Skip to content

xinbinhuang/bitcoin-analysis

Repository files navigation

Bitcoin-analysis

Author: Xinbin Huang

Last updated: Dec 16, 2017

Project Overview

The value of Bitcoin has increased a lot since it was invented. Also, more and more people are interested in investing in Bitcoin. It seems interesting to investigate the factors that affect the price.

This project performs a simple analysis on the effect of two factors on Bitcoin price.

File structure

  • data : raw data (two CSV files bitcoin_price.csv and bitcoin_dataset.csv)
  • src : code files and analysis scripts (.R, .Rmd)
  • results : rendered documents and generated analysis results
  • doc : rendered report (bitcoin_report.md)

Research Question

  • Does the difficulty to find a new block affect the price of Bitcoin?
  • Does the volume of the Bitcoin affect the price of Bitcoin?

Hypothesis

  • The price of Bitcoin would be higher with increasing difficulty to find a new block because lower supplies (new blocks) makes Bitcoin more valuable.
  • The volume of the Bitcoin would positively affect the price of Bitcoin because higher the volume, more investors would like to buy it.

Data

The dataset includes the historical price and features data of the cryptocurrency Bitcoin. It is retrieved from Kaggle Cryptocurrency Historical Prices

  • The downloaded files are located in data folder.
    • bitcoin_dataset.csv: include some features describing the Bitcoin
    • bitcoin_price.csv : include price information about the Bitcoin
  • There are two .csv files (features.csv and price.csv) in the results folder for testing purposes.

__Data entries__

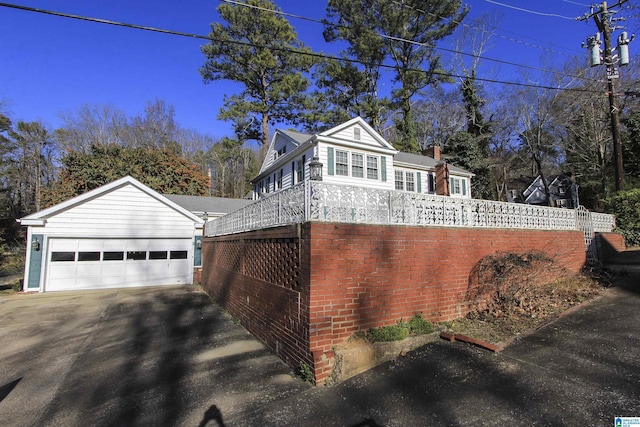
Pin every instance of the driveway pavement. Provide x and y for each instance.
(168, 356)
(162, 356)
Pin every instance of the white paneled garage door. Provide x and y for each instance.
(115, 263)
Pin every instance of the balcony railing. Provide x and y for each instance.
(319, 201)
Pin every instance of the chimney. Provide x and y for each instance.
(433, 151)
(442, 179)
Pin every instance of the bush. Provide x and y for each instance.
(416, 326)
(420, 326)
(625, 205)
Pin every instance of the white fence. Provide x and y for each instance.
(318, 201)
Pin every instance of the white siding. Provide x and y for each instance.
(350, 180)
(348, 134)
(124, 212)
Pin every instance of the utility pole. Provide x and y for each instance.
(604, 21)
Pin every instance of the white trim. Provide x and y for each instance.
(89, 195)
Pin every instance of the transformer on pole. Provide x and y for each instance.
(603, 18)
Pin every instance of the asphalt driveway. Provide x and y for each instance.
(169, 356)
(160, 356)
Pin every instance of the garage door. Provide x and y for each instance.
(116, 263)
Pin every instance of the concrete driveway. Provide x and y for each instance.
(159, 356)
(169, 356)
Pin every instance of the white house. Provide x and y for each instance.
(354, 153)
(122, 234)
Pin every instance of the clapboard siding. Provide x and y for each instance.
(126, 211)
(348, 134)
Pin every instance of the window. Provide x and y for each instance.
(357, 165)
(411, 182)
(88, 256)
(372, 167)
(342, 163)
(399, 180)
(300, 169)
(137, 255)
(432, 183)
(63, 256)
(157, 254)
(458, 186)
(113, 256)
(178, 255)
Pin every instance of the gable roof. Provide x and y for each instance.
(40, 217)
(357, 121)
(207, 204)
(425, 161)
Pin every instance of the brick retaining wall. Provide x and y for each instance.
(305, 289)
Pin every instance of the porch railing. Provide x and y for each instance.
(319, 201)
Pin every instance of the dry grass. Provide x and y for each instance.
(527, 307)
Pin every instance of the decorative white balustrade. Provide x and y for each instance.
(318, 201)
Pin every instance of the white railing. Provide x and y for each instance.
(319, 201)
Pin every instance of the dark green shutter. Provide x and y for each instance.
(330, 161)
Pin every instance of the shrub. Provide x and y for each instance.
(420, 326)
(388, 333)
(625, 205)
(416, 326)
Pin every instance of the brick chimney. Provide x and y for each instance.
(433, 151)
(442, 179)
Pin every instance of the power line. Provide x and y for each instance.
(553, 15)
(392, 38)
(518, 41)
(275, 48)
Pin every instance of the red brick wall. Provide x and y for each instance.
(609, 244)
(259, 277)
(354, 277)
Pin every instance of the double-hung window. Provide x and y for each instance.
(300, 169)
(458, 186)
(399, 178)
(410, 181)
(357, 165)
(342, 163)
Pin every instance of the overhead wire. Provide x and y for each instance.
(275, 48)
(384, 36)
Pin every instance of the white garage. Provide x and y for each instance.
(120, 235)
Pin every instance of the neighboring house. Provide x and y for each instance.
(354, 153)
(122, 234)
(563, 191)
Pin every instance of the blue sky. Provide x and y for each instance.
(53, 64)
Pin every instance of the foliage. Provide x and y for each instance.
(416, 326)
(160, 169)
(304, 373)
(419, 326)
(388, 333)
(27, 166)
(232, 166)
(625, 205)
(411, 34)
(254, 48)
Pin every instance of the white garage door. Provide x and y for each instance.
(115, 263)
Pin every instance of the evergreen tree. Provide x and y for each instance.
(254, 48)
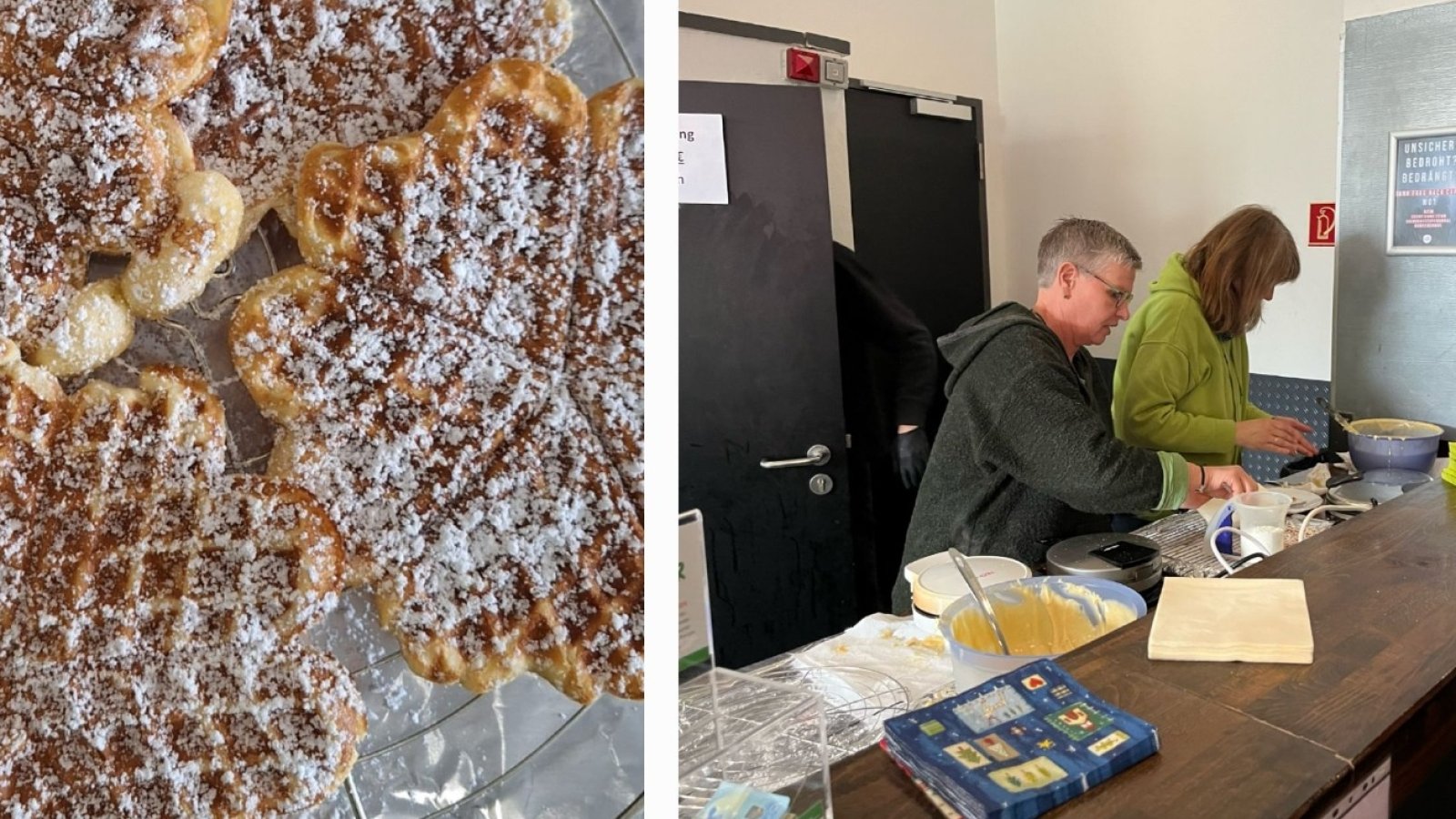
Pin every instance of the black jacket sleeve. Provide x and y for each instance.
(895, 329)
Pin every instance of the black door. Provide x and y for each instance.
(759, 378)
(919, 203)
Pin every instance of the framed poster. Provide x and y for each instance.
(1421, 200)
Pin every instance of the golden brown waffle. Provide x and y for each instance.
(606, 358)
(306, 72)
(439, 372)
(152, 608)
(92, 160)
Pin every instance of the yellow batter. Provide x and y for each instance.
(1041, 622)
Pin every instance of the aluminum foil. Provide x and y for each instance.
(523, 749)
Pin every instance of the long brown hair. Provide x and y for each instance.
(1245, 254)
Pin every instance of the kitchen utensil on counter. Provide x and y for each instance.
(1130, 560)
(1394, 443)
(1050, 605)
(1257, 518)
(1343, 419)
(968, 573)
(935, 583)
(1300, 500)
(1376, 486)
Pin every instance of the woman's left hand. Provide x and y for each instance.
(1279, 435)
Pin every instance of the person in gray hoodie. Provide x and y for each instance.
(1026, 455)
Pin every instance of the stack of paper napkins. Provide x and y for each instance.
(1018, 745)
(1232, 618)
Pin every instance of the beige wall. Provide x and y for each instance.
(1162, 116)
(1157, 116)
(945, 46)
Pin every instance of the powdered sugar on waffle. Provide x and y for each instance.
(150, 611)
(306, 72)
(114, 53)
(87, 157)
(420, 373)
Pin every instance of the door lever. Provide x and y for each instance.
(817, 457)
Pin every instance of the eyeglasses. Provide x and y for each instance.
(1120, 298)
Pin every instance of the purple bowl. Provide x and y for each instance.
(1392, 443)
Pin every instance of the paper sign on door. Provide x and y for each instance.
(703, 171)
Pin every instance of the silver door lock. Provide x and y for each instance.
(822, 484)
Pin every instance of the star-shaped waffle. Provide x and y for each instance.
(458, 376)
(305, 72)
(92, 160)
(152, 610)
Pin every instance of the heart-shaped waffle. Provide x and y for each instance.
(440, 372)
(92, 160)
(152, 611)
(306, 72)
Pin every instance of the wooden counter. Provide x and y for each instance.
(1261, 739)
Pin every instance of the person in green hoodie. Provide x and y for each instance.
(1026, 455)
(1183, 372)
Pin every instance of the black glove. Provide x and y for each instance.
(912, 450)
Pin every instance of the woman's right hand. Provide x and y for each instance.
(1280, 436)
(1228, 481)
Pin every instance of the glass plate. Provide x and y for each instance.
(524, 749)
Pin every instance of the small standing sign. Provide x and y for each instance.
(703, 171)
(1421, 203)
(1322, 225)
(695, 636)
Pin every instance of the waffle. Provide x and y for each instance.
(440, 365)
(306, 72)
(92, 160)
(152, 610)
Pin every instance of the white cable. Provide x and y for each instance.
(1218, 555)
(1309, 516)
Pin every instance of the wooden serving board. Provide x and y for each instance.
(1230, 618)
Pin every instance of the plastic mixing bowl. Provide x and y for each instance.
(973, 666)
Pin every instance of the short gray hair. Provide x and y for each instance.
(1085, 242)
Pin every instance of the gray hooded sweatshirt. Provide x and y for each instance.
(1026, 455)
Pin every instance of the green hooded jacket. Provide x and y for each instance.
(1178, 387)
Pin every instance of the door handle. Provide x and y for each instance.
(815, 457)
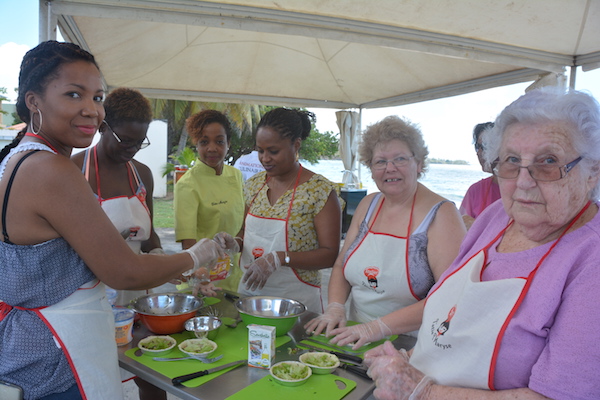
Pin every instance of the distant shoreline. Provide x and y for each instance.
(429, 160)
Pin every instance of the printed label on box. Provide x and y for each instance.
(261, 345)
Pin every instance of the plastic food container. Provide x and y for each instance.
(123, 325)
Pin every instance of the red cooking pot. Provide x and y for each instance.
(166, 313)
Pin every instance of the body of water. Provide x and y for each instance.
(447, 180)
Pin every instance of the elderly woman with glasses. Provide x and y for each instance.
(399, 243)
(516, 314)
(122, 185)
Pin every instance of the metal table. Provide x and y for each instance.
(231, 382)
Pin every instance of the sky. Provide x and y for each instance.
(447, 124)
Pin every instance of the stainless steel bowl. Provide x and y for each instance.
(279, 312)
(167, 304)
(204, 326)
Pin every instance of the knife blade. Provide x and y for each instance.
(343, 356)
(338, 348)
(183, 378)
(356, 370)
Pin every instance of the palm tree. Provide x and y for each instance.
(243, 117)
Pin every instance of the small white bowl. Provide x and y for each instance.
(193, 347)
(279, 370)
(320, 363)
(156, 346)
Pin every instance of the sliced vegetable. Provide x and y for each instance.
(320, 360)
(291, 371)
(156, 343)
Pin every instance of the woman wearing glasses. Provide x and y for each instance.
(122, 185)
(399, 242)
(523, 292)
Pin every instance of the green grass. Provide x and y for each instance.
(164, 217)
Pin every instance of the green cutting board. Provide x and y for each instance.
(232, 343)
(316, 387)
(359, 352)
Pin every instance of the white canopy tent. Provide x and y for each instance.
(327, 53)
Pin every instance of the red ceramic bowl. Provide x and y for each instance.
(166, 313)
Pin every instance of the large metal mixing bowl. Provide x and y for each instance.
(279, 312)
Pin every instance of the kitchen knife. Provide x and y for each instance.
(355, 370)
(180, 379)
(342, 356)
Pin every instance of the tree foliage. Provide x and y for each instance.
(244, 119)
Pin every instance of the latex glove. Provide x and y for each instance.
(206, 251)
(260, 270)
(334, 316)
(157, 250)
(227, 241)
(361, 334)
(393, 375)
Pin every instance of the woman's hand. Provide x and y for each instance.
(361, 334)
(334, 316)
(394, 377)
(227, 241)
(260, 270)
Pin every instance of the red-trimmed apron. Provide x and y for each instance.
(263, 235)
(83, 327)
(374, 270)
(465, 319)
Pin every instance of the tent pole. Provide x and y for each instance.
(359, 140)
(573, 77)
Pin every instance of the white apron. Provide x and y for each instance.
(126, 213)
(83, 327)
(264, 235)
(377, 270)
(465, 319)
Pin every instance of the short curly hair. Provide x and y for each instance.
(197, 122)
(288, 122)
(127, 105)
(393, 128)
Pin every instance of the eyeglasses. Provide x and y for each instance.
(129, 143)
(397, 162)
(538, 171)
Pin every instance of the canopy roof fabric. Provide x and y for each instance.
(327, 53)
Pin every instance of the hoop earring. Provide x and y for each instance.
(40, 127)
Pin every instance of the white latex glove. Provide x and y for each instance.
(260, 270)
(394, 377)
(227, 241)
(361, 333)
(334, 316)
(157, 250)
(206, 251)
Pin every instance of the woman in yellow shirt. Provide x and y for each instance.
(209, 197)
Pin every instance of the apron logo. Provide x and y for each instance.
(133, 231)
(257, 252)
(371, 274)
(438, 330)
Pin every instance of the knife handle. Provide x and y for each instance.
(183, 378)
(356, 370)
(355, 359)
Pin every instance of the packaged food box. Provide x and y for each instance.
(261, 346)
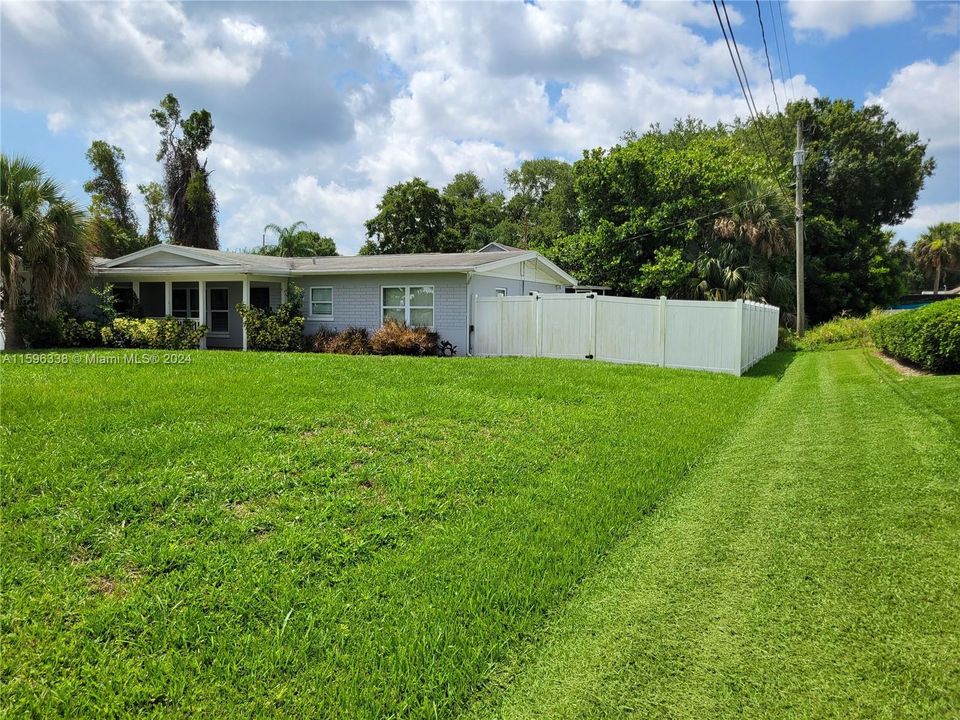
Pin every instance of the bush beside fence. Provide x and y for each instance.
(928, 337)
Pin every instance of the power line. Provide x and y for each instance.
(736, 47)
(776, 40)
(786, 49)
(702, 217)
(773, 84)
(745, 88)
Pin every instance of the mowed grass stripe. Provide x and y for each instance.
(811, 570)
(293, 535)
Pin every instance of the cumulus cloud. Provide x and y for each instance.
(925, 97)
(836, 19)
(926, 215)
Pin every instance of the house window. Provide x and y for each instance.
(124, 300)
(186, 303)
(412, 304)
(321, 302)
(260, 298)
(219, 311)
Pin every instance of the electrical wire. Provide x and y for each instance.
(745, 88)
(786, 49)
(776, 40)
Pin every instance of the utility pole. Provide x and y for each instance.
(798, 157)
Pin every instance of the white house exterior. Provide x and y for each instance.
(436, 290)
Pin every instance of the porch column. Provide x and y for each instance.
(246, 301)
(202, 309)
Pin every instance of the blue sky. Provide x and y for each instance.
(319, 107)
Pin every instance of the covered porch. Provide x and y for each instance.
(209, 301)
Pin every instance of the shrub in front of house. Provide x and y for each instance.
(280, 330)
(397, 338)
(320, 340)
(275, 330)
(351, 341)
(167, 334)
(75, 332)
(928, 337)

__Stated task 1__
According to the Bitcoin-analysis project page, where was the dataset retrieved from?
__Stated task 2__
Repeat the Bitcoin-analysis project page word for word, from "Last updated: Dec" up to and including "on Bitcoin price.".

__Correct result 1__
Kaggle Cryptocurrency Historical Prices

__Correct result 2__
Last updated: Dec 16, 2017

Project Overview

The value of Bitcoin has increased a lot since it was invented. Also, more and more people are interested in investing in Bitcoin. It seems interesting to investigate the factors that affect the price.

This project performs a simple analysis on the effect of two factors on Bitcoin price.